#### PROBLEM TO SOLVE:
Transcribe every line of the records verbatim.

#### WORKING DATA:
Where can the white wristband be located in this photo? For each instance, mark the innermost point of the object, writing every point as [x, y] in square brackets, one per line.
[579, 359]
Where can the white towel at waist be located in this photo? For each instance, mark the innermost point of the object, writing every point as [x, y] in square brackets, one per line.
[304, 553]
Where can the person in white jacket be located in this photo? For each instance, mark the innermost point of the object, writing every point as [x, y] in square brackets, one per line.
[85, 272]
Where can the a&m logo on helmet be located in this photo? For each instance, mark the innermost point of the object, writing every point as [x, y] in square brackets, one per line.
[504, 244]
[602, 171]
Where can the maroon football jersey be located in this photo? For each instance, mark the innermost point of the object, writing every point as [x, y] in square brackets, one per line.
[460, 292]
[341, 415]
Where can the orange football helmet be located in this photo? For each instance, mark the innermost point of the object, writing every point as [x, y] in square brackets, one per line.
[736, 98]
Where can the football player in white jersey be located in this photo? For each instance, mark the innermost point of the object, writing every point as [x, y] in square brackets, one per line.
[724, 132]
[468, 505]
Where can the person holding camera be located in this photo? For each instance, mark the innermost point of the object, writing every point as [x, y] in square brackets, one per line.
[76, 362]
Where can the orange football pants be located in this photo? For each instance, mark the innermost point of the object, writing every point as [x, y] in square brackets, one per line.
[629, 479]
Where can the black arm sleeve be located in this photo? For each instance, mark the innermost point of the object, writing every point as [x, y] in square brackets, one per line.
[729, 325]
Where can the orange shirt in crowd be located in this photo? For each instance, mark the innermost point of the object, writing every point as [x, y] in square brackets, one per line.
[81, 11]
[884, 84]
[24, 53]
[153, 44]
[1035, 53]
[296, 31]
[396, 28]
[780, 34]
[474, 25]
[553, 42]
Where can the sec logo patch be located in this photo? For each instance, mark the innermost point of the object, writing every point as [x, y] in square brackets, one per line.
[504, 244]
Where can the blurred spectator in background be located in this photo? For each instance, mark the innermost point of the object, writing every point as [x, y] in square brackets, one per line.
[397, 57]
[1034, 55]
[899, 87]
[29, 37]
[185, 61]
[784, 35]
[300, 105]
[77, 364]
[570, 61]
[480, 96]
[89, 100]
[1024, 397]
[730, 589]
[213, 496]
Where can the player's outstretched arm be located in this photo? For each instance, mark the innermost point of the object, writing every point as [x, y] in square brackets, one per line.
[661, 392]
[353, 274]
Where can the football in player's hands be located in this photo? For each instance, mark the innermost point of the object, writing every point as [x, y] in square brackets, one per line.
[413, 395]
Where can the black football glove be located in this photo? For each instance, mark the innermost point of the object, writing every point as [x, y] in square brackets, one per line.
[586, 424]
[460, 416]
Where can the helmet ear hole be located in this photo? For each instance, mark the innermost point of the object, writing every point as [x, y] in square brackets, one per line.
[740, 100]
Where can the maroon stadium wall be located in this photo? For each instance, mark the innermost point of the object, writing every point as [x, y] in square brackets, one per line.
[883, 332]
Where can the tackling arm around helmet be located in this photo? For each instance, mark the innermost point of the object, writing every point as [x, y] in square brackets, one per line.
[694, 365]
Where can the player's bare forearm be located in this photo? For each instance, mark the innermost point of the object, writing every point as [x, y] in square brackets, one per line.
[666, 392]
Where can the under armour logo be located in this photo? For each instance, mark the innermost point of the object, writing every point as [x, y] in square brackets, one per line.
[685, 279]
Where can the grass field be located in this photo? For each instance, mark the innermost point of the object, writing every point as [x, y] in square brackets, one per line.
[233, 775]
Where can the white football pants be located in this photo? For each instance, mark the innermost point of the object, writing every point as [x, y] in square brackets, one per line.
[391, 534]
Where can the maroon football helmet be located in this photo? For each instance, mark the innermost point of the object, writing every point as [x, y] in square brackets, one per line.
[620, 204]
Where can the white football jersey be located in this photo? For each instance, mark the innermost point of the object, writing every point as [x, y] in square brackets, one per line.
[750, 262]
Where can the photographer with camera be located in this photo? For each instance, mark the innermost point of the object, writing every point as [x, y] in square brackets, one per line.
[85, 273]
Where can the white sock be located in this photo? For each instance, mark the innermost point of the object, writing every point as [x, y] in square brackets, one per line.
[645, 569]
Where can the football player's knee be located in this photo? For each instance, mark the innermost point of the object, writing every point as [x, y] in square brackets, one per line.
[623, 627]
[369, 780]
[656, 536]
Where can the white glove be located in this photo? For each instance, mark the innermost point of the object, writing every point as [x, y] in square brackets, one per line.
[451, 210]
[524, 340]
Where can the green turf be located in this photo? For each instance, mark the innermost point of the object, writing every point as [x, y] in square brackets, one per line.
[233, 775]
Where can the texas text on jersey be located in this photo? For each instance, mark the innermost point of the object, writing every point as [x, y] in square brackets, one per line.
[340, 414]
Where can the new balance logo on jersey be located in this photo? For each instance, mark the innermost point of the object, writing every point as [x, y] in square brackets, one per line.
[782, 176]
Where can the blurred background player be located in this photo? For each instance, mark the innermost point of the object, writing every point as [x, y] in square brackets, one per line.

#### CORRECT ANSWER:
Where can the white wristband be located in this photo? For each instance, mark the innermost point of the object, writing every point as [x, y] in square brackets, one per line.
[579, 359]
Where can the white towel at waist be located in this photo? For each instance, mark the innermost point of the object, writing every point as [x, y] in square brackets, one per line.
[304, 553]
Where can the person in white jacket be located in this photo? For each instance, mark the innermost point of the object, writing every point as [x, y] in square brackets, one per line.
[85, 272]
Where can the a&m logo on helmet be located in this photo? For each instance, mark the innermost point of the object, writing every point as [x, y] in square brackets, one per line.
[504, 244]
[602, 171]
Where can the maroon football jersey be located in this photo? For each instance, mark the innermost point of the object, writing every point as [x, y] in square brackets, one per line.
[460, 292]
[341, 415]
Where can the orange football helmet be located in this photo? For each instance, mark the innermost point of the object, writing every point as [x, y] in square brackets, one per line.
[736, 98]
Where can the football player in white jersey be located in this photo? For each instance, mark the innermost point of the object, writing every point as [x, y] in square brackets, one per line.
[724, 132]
[468, 505]
Where can the person holding camera be located in this photo? For each instance, mark the innermost point of the object, writing every point as [x, y] in square brackets, one per line.
[76, 362]
Where can the orange football pants be located in this photo? For each instance, mark the innermost point of the object, writing every point as [x, y] in square brackets, one per line.
[629, 479]
Where can the black arm sleeve be located in this photo? For each instance, mark the innermost point of the object, writing every point as [x, y] in square brackets, one per line.
[729, 325]
Where can the orange shirt in crowd be located in this photo? For each instance, mark the innermost point of the object, writing every point as [x, y] in square brackets, one per line.
[81, 11]
[884, 84]
[24, 53]
[153, 44]
[1035, 53]
[296, 31]
[396, 28]
[780, 34]
[474, 25]
[553, 42]
Where can the sec logo patch be located in this photo? For each instance, mark the innermost point of the object, writing every point as [x, y] in square brackets, one per line.
[504, 244]
Where can the blurred spectator in background be located in this photo? For each instance, mark the innermost point of the object, writing every point as [x, y] in square brackets, one per line.
[397, 57]
[1034, 55]
[899, 87]
[29, 37]
[185, 61]
[784, 35]
[300, 105]
[77, 364]
[570, 61]
[480, 96]
[89, 100]
[1024, 397]
[730, 589]
[213, 496]
Where can the player's outstretched arm be located in this photo? For each instance, mark the innermost point of the object, writing every point as [x, y] in square brackets, one per line.
[661, 392]
[353, 274]
Where can the football in player's hands be located in this photo? For each instance, mark the innermost point of the object, writing every point as [x, y] in square brackets, one per line.
[413, 395]
Where can the black football glove be located in this photo? For each instance, mark the innermost point of the object, writing every point as [x, y] in square brackets, one per line.
[586, 424]
[460, 416]
Where can the helmet ear hole be located in this photo? For each instance, mark the innermost point of the object, writing every point as [x, y] in square brackets, one per line.
[740, 100]
Where can the maroon stadium wall be located in this photo? For each instance, mark the innermost point of the object, writing every point as [x, y] in square brackets, one per line.
[883, 332]
Where can the tackling arm around helmet be located in this photo? For each instance, mark the innermost point of the object, writing every point as [x, y] in square brackets, one per line.
[694, 365]
Where can the player's bare forearm be located in this photo? For each instance, mark the innermost point of the object, writing every point as [x, y] in square brackets, one per line.
[666, 392]
Where can the under armour logo be located in this photo? For each instance, mark the innermost point of the object, writing every point as [x, y] in square brackets, one per line.
[685, 279]
Where can the grass field be located in this photo? For each instance, mark the innermost point of the object, writing every point as [x, y] in square brackets, one per line.
[233, 775]
Where can the white football pants be located in this photo? For each instance, mark the innermost point of the object, writing every point as [x, y] in square brackets, one per line.
[391, 534]
Where can the maroon football helmet be located in this photo? For each instance, mark the innermost point of the object, writing every point as [x, y] in square brackets, one per line.
[620, 204]
Where can the white football jersey be located in this photo? For each instance, mark the innermost point of the object, writing every point as [x, y] in square brackets, one per line.
[750, 262]
Where can the photographer with camera be located in this photo? For each instance, mark the innermost point of the object, writing every point as [x, y] in square brackets, one per line.
[85, 273]
Where can the white sock be located in this photo? For each instance, mark the innermost point of the object, writing every point as [x, y] in square brackets, one per line.
[645, 569]
Where can the football player's knee be located in this photo? For each instance, mark the innermost point of the object, writing every point as [x, y] in square brackets, one per line.
[623, 627]
[369, 780]
[656, 536]
Where can the white glove be located in this photo? For each instance, mark the innermost point of the object, writing every point as [x, y] in square brackets, one per line.
[451, 210]
[524, 340]
Where can the green turf be located in this photo? For each instance, mark the innermost point of the object, writing every point as [x, y] in square brackets, one per line.
[233, 775]
Where can the texas text on jersey be located in this photo? For each instance, mark the innermost point of the object, writing every point as [x, y] in square brackets, one per line.
[340, 414]
Where can the new balance logo on jersey be located in this photo? For each instance, mark the innermost point of the object, writing every point as [x, y] in square brackets, one per line.
[782, 176]
Where can the blurred background player be located in this photo? For each instance, mark the innermost point of the object, writing every point as [x, y] in square brackets, one per line.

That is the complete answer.